■ **EXTRACTED DATA**

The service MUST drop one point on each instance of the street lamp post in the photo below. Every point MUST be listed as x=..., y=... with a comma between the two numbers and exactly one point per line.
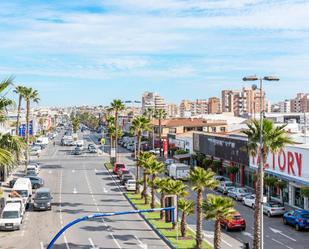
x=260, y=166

--

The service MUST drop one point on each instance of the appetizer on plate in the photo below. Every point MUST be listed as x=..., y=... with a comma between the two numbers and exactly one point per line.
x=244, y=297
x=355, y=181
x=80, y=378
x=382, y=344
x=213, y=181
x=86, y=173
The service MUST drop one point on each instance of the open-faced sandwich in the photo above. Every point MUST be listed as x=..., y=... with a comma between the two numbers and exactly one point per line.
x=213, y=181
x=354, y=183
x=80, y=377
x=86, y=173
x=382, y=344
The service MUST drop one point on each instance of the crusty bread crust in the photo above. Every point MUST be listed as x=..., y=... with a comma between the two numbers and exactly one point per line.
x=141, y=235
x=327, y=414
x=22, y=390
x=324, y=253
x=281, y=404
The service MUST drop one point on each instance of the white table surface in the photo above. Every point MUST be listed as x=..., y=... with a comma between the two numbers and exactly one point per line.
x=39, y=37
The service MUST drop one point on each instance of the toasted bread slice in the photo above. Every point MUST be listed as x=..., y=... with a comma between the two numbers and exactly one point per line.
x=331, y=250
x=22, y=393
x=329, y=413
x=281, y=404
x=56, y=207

■ **DIRECTIVE**
Switch "instance" to "occurrence" in the stretch of the listing above from the line containing "of the street" through the line containing "x=260, y=166", keeping everything else unchanged. Leave the picture out of your answer.

■ **WRITTEN RESPONSE**
The service MUST drop one point on each occurrence of the street lamp post in the photo below. Every point MUST be listed as x=..., y=... with a comma between the two numbers and exactly one point per line.
x=260, y=166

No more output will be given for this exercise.